Given request 1 ▸
Reproduce the listing verbatim, everything from its first line down to the line containing "x=1045, y=439", with both ends included. Leave the picture out of your reply.
=== Reading text ===
This Independent Contractor Agreement (Agreement) is dated this _____ day of


____________, 20__. This Agreement is by and between [Client name and address] (Client)
and [Philippines independent contractor name and address] (Contractor).

Client is of the opinion that the Contractor has the necessary qualifications, experience, and
abilities to provide services to the Client. Contractor is agreeable to providing such services to
the Client on the terms and conditions set out in this Agreement.

In consideration of the matters described above and of the mutual benefits and obligations set
forth in this Agreement, the receipt and sufficiency of which is hereby acknowledged, the Client
and Contractor (individually, the “Party” and collectively the “Parties” to this Agreement) agree
as follows.

Services Provided

1. The Client hereby agrees to engage the Contractor to provide the Client with the
following services (Services):

● [Include specific details about the work to be performed by Contractor]

2. The Services will also include any other tasks which the Parties may agree on.
Contractor hereby agrees to provide such Services to the Client.

Term of Agreement

3. The term of this Agreement (Term) will begin on the date noted above and will remain in
full force and effect until the completion of the Services, subject to earlier termination as
provided in this Agreement. The Term may be extended by written agreement of the
Parties.
4. In the event that either Party wishes to terminate this Agreement prior to the completion
of the Services, that Party will be required to provide 30 days’ written notice to the other
Party.

Performance

5. The Parties agree to do everything necessary to ensure that the terms of this Agreement
take effect.

Currency
6. Except as otherwise provided in this Agreement, all monetary amounts referred to in this
Agreement are in United States Dollars (USD).

Payment

7. Contractor will charge Client for the Services at the rate of $[USD AMOUNT] per hour
(Payment) plus an administrative fee of 10 percent.
8. Contractor will invoice Client monthly.
9. Invoices submitted by Contractor to Client are due within 30 days of receipt.
10. Contractor will not be reimbursed for any expenses incurred in connection with providing
Services under this Agreement.

Confidentiality

11. Confidential information (Confidential Information) refers to any data or other information
relating to the Client, whether business or personal, which would reasonably be
considered to be private or proprietary to the Client and that is not generally known and
where the release of that Confidential Information could reasonably be expected to
cause harm to the client.
=== Data ===
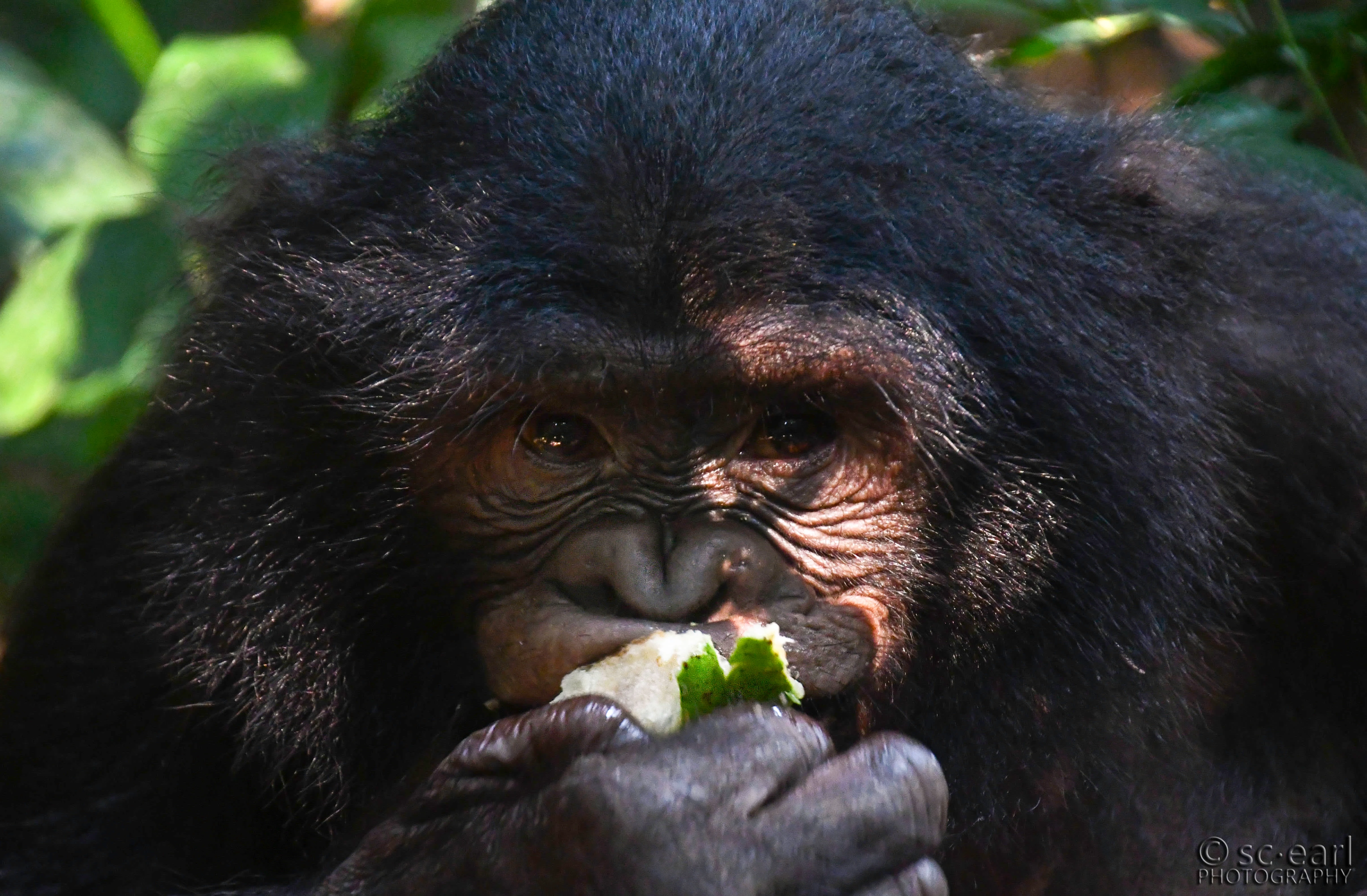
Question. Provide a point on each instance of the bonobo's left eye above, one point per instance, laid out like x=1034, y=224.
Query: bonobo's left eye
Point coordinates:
x=792, y=432
x=561, y=436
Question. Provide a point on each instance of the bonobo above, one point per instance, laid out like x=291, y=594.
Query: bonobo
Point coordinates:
x=1045, y=439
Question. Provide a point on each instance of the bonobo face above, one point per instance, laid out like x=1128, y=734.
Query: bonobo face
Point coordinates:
x=700, y=479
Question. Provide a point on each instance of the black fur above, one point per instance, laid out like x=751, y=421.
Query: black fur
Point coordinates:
x=1134, y=618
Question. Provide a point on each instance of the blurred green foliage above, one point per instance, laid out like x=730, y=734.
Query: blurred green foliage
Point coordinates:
x=113, y=114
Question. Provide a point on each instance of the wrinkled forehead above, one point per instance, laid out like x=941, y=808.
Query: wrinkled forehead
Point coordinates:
x=744, y=352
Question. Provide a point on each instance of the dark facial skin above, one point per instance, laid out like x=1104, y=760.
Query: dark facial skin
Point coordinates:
x=605, y=516
x=575, y=798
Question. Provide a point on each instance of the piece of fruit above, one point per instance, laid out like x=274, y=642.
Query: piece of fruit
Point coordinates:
x=668, y=679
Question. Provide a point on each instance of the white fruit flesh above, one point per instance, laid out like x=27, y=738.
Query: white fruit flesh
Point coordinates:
x=642, y=677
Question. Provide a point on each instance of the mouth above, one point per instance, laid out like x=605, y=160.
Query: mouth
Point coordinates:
x=534, y=638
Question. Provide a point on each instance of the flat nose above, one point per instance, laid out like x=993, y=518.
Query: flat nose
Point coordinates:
x=669, y=573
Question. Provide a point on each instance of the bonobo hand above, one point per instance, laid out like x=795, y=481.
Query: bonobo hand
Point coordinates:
x=575, y=798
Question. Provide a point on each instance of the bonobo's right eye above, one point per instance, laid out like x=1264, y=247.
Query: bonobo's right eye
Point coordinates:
x=562, y=436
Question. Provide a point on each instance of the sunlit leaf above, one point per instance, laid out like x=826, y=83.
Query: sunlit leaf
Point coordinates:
x=58, y=166
x=211, y=95
x=128, y=28
x=40, y=328
x=401, y=44
x=1076, y=33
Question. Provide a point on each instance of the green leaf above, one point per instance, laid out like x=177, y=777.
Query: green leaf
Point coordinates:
x=702, y=685
x=1244, y=58
x=211, y=95
x=58, y=166
x=759, y=673
x=1264, y=139
x=129, y=31
x=40, y=327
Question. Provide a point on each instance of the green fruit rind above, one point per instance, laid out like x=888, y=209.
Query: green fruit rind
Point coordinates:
x=702, y=685
x=759, y=673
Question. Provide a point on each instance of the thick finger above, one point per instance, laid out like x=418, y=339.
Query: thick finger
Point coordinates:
x=523, y=752
x=743, y=756
x=923, y=879
x=862, y=816
x=547, y=740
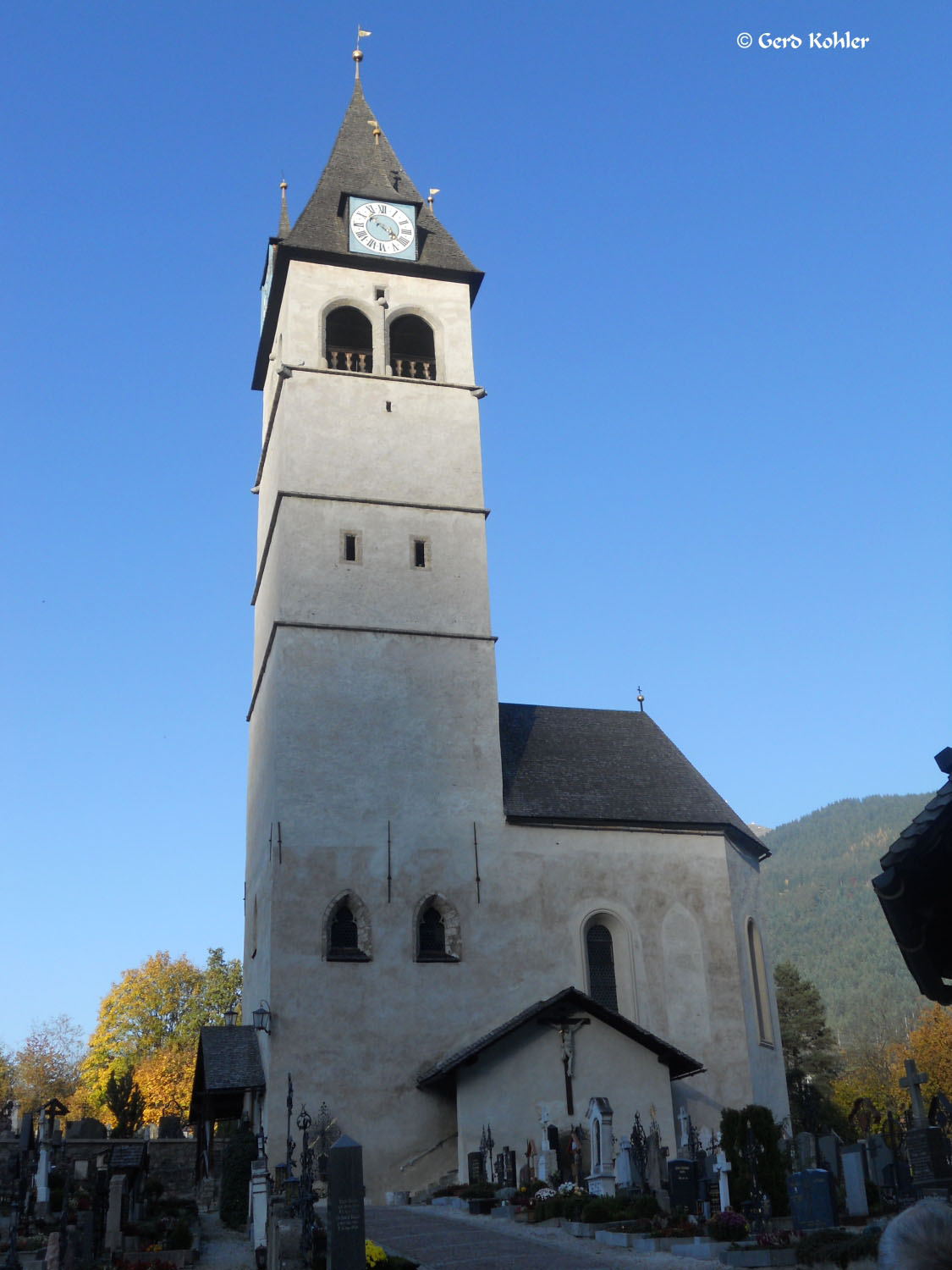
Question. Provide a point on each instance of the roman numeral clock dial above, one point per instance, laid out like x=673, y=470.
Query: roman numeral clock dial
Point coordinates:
x=382, y=229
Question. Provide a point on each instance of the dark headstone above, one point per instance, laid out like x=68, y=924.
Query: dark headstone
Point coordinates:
x=828, y=1150
x=806, y=1151
x=927, y=1155
x=682, y=1184
x=345, y=1229
x=812, y=1203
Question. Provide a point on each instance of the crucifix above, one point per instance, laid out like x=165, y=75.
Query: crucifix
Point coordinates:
x=685, y=1122
x=566, y=1035
x=911, y=1081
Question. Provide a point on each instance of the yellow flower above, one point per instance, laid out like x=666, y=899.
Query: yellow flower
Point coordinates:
x=373, y=1252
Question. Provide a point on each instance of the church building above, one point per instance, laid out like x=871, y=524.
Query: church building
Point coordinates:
x=461, y=914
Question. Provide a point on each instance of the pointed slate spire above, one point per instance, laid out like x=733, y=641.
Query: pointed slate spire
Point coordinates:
x=283, y=223
x=363, y=163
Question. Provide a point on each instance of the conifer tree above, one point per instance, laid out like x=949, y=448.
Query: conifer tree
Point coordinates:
x=810, y=1052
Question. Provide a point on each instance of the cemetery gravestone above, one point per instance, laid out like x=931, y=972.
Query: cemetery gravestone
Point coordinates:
x=723, y=1168
x=345, y=1224
x=114, y=1213
x=812, y=1203
x=828, y=1151
x=682, y=1184
x=855, y=1180
x=806, y=1151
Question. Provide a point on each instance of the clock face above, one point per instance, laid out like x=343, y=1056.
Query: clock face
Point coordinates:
x=382, y=229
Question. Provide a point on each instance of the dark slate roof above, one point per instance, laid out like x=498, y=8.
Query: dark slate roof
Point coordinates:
x=606, y=767
x=358, y=165
x=230, y=1059
x=916, y=892
x=566, y=1002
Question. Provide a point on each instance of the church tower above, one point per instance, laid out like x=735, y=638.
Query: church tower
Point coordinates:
x=442, y=892
x=373, y=719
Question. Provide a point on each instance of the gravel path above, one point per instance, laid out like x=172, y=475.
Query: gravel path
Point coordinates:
x=449, y=1240
x=223, y=1249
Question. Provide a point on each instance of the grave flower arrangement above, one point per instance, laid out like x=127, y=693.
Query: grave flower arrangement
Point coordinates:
x=728, y=1226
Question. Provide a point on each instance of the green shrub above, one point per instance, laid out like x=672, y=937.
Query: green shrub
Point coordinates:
x=236, y=1175
x=840, y=1247
x=180, y=1234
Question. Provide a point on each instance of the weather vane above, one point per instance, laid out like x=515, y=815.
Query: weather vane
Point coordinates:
x=357, y=55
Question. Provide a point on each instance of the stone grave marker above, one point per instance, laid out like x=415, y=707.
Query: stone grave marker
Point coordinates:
x=114, y=1214
x=476, y=1168
x=723, y=1168
x=806, y=1151
x=812, y=1203
x=682, y=1184
x=345, y=1226
x=855, y=1179
x=828, y=1150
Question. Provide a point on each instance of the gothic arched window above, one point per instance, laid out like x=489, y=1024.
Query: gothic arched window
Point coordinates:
x=601, y=960
x=347, y=930
x=413, y=353
x=437, y=930
x=348, y=345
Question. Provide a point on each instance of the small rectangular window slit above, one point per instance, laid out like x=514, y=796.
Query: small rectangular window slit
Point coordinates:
x=350, y=550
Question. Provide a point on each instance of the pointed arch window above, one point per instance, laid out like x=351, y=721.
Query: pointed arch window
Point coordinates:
x=348, y=340
x=347, y=930
x=437, y=930
x=413, y=353
x=601, y=964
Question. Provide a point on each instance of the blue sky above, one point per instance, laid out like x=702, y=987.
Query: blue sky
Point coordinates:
x=715, y=338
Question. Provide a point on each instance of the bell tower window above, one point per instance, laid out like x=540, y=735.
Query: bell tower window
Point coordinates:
x=411, y=348
x=348, y=340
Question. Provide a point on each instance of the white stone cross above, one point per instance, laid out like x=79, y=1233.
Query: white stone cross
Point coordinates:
x=683, y=1118
x=723, y=1168
x=911, y=1081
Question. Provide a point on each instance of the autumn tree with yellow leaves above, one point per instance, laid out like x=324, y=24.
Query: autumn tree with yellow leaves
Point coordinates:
x=149, y=1024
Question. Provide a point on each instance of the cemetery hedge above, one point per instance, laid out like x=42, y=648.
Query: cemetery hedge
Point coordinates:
x=840, y=1247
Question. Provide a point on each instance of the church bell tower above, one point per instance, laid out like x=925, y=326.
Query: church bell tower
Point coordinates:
x=373, y=746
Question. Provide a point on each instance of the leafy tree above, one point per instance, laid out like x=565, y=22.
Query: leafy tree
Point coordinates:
x=151, y=1020
x=47, y=1064
x=931, y=1046
x=235, y=1176
x=810, y=1053
x=126, y=1102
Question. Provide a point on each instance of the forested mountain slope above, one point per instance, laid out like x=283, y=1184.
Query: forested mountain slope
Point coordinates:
x=824, y=917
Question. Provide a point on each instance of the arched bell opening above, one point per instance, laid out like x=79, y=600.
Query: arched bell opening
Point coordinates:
===
Given request 2 ▸
Write out the contractor agreement word for word, everything from "Performance" down to "invoice Client monthly.", with both ends included.

Full answer 1 ▸
Question. Provide a point on each instance of the bonobo's left eye above, one point per instance, laid out like x=1034, y=224.
Query: bonobo's left eye
Point coordinates:
x=792, y=432
x=561, y=436
Question. Provide a point on each instance of the bonobo above, one point per instance, laid out like x=291, y=594.
Query: bonobo
Point coordinates:
x=1045, y=439

Full answer 2 ▸
Performance

5. The Parties agree to do everything necessary to ensure that the terms of this Agreement
take effect.

Currency
6. Except as otherwise provided in this Agreement, all monetary amounts referred to in this
Agreement are in United States Dollars (USD).

Payment

7. Contractor will charge Client for the Services at the rate of $[USD AMOUNT] per hour
(Payment) plus an administrative fee of 10 percent.
8. Contractor will invoice Client monthly.